◆ **REQUIREMENT 1**: From the article on Canada's 2011 mortgage rules, return the stretch from "The 2011 Mortgage" through "the amortization period.".
◆ **REQUIREMENT 2**:
For each statement below, state whether the article on Canada's 2011 mortgage rules supports it. Answer yes or no and quote the deciding words.
(a) The maximum amount Canadians can borrow when refinancing was cut to 85% of the value of their homes.
(b) The withdrawal of government insurance backing on home equity lines of credit takes effect on March 18, 2011.
(c) Household debt in Canada in the third quarter of 2010 was below the US level.
◆ **REQUIREMENT 3**: Continue the article on Canada's 2011 mortgage rules after its final sentence.

◆ **READING PASSAGE**:
•••

On Monday, January 17, 2011, Jim Flaherty, Minister of Finance along with Christian Paradis, Minister of Natural Resources announced new mortgage rules aimed at reducing some of the risk in the Canadian mortgage market after mounting concerns over rising consumer debt levels in Canada.
“Canada’s well-regulated housing sector has been an important strength that allowed us to avoid the mistakes of other countries and helped protect us from the worst of the recent global recession,” said Minister Flaherty.
With household debt in Canada reaching a record 148% of disposable income in third quarter of 2010, exceeding the US level of 147%. The government wants to ensure there is no US style mortgage meltdown in Canada as interest rates are anticipated to rise in 2011.
The rules are aimed at promoting responsible lending and borrowing in Canada while encouraging people to increase their home equity.
Three new mortgage rules were announced including:
Reduce the maximum amortization period to 30 years from 35 years for new government-backed insured mortgages with loan-to-value ratios of more than 80%.
Effective March 18, 2011
This will significantly reduce the total interest payments Canadian families make on their mortgages, allow Canadian families to build up equity in their homes more quickly, and help Canadians pay off their mortgages before they retire.
Lower the maximum amount Canadians can borrow in refinancing their mortgages to 85% from 90% of the value of their homes.
Effective March 18, 2011
This will promote saving through home ownership and limit the repackaging of consumer debt into mortgages guaranteed by taxpayers.
Withdraw government insurance backing on lines of credit secured by homes, such as home equity lines of credit, or HELOCs.
Effective April 18, 2011
This will ensure that risks associated with consumer debt products used to borrow funds unrelated to house purchases are managed by the financial institutions and not borne by taxpayers.
“The prudent measures announced today build on that advantage by encouraging hard-working Canadian families to save by investing in their homes and future,” added Flaherty.
“The economy continues to be our Government’s top priority,” continued Minister Paradis. “Our Government will continue to take the necessary actions to ensure stability and economic certainty in Canada’s housing market.”
This move is widely viewed as a measure to influence the Canadian mortgage market and Canadians debt levels without resorting to interest rate hikes. It gives the Bank of Canada and Mark Carney much more flexibility and allows him to keep Canadian interest rates low thereby putting less pressure on the overall Canadian economy.
The government is implementing a policy that will affect a subset of borrowers instead of the entire economy.
The 2011 Mortgage Changes in Detail:
1) Change Maximum Amortization Period to 30 YEARS:
A typical mortgage in Canada will have a term of five years or less at which time it can be renewed with a specific amortization period in which the entire mortgage must be paid off.
The new rules which come in effect on March 18, 2011 (only applies to mortgages with less than a 20% down payment) will reduce the maximum amortization period from 35 years to 30 years resulting in a moderate increase in the monthly payment along with a significant reduction in the total interest paid over the amortization period.

•••

(Pointing dataset records)
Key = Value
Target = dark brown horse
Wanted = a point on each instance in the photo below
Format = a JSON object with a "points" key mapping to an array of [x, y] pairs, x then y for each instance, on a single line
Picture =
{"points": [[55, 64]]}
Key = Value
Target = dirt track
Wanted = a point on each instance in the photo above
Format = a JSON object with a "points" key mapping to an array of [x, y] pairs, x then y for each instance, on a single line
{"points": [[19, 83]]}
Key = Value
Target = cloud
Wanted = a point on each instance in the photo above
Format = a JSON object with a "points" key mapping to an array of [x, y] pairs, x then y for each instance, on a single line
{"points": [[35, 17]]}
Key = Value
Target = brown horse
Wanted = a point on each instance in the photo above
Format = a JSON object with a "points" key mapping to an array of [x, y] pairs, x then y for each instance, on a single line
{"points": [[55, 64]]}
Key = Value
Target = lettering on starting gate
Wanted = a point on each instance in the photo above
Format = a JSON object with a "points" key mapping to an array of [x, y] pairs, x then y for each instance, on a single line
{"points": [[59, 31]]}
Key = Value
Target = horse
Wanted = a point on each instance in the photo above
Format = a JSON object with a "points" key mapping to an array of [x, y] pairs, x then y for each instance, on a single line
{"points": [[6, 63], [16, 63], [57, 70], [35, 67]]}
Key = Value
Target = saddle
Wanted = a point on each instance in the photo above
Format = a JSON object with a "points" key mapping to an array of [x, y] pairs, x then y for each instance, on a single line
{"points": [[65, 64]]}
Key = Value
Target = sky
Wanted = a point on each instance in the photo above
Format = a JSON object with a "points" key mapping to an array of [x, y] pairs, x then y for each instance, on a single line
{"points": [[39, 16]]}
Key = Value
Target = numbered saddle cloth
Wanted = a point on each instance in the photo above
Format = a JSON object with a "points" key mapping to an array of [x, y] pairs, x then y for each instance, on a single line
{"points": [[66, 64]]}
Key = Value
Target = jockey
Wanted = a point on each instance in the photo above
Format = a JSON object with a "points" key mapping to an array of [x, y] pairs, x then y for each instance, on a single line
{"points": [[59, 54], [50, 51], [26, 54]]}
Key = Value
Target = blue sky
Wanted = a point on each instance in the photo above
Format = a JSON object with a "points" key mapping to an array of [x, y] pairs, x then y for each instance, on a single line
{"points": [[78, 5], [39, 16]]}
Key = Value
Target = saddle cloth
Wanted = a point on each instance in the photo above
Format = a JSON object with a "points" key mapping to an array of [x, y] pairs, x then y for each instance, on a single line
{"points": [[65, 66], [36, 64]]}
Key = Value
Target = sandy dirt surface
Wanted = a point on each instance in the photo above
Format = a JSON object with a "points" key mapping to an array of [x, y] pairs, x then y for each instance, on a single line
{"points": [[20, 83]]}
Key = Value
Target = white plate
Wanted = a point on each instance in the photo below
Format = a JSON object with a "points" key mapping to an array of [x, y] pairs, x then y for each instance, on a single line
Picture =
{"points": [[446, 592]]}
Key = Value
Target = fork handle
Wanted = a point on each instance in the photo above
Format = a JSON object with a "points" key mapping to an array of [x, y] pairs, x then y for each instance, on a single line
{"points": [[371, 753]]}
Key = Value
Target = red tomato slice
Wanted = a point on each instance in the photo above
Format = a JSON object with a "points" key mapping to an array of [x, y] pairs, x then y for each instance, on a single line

•••

◆ **TASK OUTPUT 1**:
The 2011 Mortgage Changes in Detail:
1) Change Maximum Amortization Period to 30 YEARS:
A typical mortgage in Canada will have a term of five years or less at which time it can be renewed with a specific amortization period in which the entire mortgage must be paid off.
The new rules which come in effect on March 18, 2011 (only applies to mortgages with less than a 20% down payment) will reduce the maximum amortization period from 35 years to 30 years resulting in a moderate increase in the monthly payment along with a significant reduction in the total interest paid over the amortization period.

◆ **TASK OUTPUT 2**:
(a) Yes: "Lower the maximum amount Canadians can borrow in refinancing their mortgages to 85% from 90% of the value of their homes."
(b) No: "Withdraw government insurance backing on lines of credit secured by homes, such as home equity lines of credit, or HELOCs." / "Effective April 18, 2011"
(c) No: "a record 148% of disposable income in third quarter of 2010, exceeding the US level of 147%"

◆ **TASK OUTPUT 3**:
A typical $300,000 mortgage with a 5% interest rate will see monthly payments increase by $97.00 per month from $1,504 (35 year amortization) to $1,601 (30 year amortization) and result in a total $55,404 interest savings over the life of the mortgage.
2) Lower Maximum Refinancing To 85% Loan-to-Value Ratio:
Canadian borrowers can refinance their mortgages to increase the amount of the loan secured against their home.
The new rules which come in effect on March 18, 2011 will reduce the limit on refinancing from 90% to 85% of the value of the home. As refinancing a mortgage usually lowers the borrower’s equity in their home, reducing the maximum loan-to-value ratio on refinancing will encourage Canadians to keep more equity in their home.
A typical home valued at $300,000 will allow a homeowner to access up to $255,000 at the new 85% loan-to-value ratio, while previously they would have been able to get up to $270,000 at the 90% rate. The changes will increase the remaining home equity by an additional $15,000.
3) Withdraw Government Insurance on Non-Amortizing Lines of Credit Secured by Homes:
Currently a line of credit secured by the borrower’s home, such as a home equity line of credit, is limited to a maximum of 80% of the value of the home.
There has been a substantial increase in the credit available to Canadians through this type of secured line of credit over the past several years, and it is an important factor in the rise in overall household debt. These loans are generally non-amortizing, which means that borrowers are not required to make regular payments on the principal amount of the loan.
Moreover, these loans are almost exclusively variable rate products, which expose borrowers to the impact of rising interest rates.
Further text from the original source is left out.